==== PROVIDED RECORDS

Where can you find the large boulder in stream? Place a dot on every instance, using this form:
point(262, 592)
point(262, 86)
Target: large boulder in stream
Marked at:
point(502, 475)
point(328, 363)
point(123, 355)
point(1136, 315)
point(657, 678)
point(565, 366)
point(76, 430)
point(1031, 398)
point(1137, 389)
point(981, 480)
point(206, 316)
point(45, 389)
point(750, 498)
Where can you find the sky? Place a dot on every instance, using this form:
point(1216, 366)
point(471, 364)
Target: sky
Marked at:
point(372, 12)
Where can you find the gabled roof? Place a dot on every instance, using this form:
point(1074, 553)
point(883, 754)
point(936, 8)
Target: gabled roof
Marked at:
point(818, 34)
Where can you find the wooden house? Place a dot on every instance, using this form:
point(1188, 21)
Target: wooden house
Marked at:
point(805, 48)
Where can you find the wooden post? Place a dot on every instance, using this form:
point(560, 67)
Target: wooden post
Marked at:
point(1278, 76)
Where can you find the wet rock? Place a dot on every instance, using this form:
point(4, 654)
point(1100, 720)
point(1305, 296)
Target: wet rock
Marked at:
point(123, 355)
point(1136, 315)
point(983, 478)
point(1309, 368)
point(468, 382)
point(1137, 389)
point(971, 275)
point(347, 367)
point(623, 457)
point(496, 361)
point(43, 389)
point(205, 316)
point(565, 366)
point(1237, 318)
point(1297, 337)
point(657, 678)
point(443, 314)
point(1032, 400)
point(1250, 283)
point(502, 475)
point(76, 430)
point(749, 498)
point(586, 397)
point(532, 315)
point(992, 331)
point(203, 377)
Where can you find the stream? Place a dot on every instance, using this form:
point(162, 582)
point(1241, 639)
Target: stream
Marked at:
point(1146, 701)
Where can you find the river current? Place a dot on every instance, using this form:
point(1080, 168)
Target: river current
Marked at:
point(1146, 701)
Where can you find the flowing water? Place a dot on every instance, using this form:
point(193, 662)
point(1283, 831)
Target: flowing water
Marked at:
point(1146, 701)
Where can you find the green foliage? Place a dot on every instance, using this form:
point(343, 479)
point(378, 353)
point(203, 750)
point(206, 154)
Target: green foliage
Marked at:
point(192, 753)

========

* **WHAT YOU SHOULD DO**: Could you repeat all of the lines above word for word, without changing anything?

* **EXERCISE SOLUTION**:
Where can you find the large boulder in stream? Place a dot on every instance, using this form:
point(262, 592)
point(262, 86)
Target: large boulder in stream
Marked at:
point(502, 475)
point(328, 363)
point(123, 355)
point(1136, 315)
point(657, 678)
point(565, 366)
point(76, 430)
point(1031, 398)
point(1137, 389)
point(981, 480)
point(206, 316)
point(45, 389)
point(750, 498)
Where can you find the sky? Place a dot on every instance, using this form:
point(1216, 366)
point(471, 364)
Target: sky
Marked at:
point(372, 12)
Where can you find the gabled roof? Place a dot on every instance, using this form:
point(1074, 553)
point(883, 754)
point(936, 8)
Target: gabled roof
Marked at:
point(818, 34)
Where can you find the wooden house? Place a dot on every instance, using this form:
point(1188, 21)
Target: wooden house
Marked at:
point(805, 48)
Where can you find the wooden post? Place a dot on every instance, using this form:
point(560, 67)
Target: wooden post
Marked at:
point(1278, 76)
Where can you find the wet rock? Place a dot on every instance, using this form:
point(4, 654)
point(1100, 720)
point(1305, 296)
Target: wet rock
Marked at:
point(123, 355)
point(1136, 315)
point(983, 478)
point(1309, 368)
point(468, 382)
point(1137, 389)
point(971, 275)
point(347, 367)
point(623, 457)
point(496, 361)
point(43, 389)
point(205, 316)
point(565, 366)
point(1237, 318)
point(1297, 337)
point(657, 678)
point(443, 314)
point(1032, 400)
point(1250, 283)
point(502, 475)
point(76, 430)
point(749, 498)
point(586, 397)
point(532, 315)
point(992, 331)
point(203, 377)
Where can you find the stream? Place a dot on every instance, using this form:
point(162, 582)
point(1241, 639)
Target: stream
Marked at:
point(1146, 701)
Where can you find the river current? Place a dot on every instance, using this form:
point(1080, 168)
Target: river current
Marked at:
point(1146, 701)
Where can you find the flowing water? Place a dot on every instance, using this form:
point(193, 662)
point(1283, 831)
Target: flowing water
Marked at:
point(1146, 701)
Where can you find the green foliage? Place a dot on every instance, using this form:
point(343, 479)
point(378, 353)
point(203, 750)
point(206, 154)
Target: green foliage
Marked at:
point(192, 753)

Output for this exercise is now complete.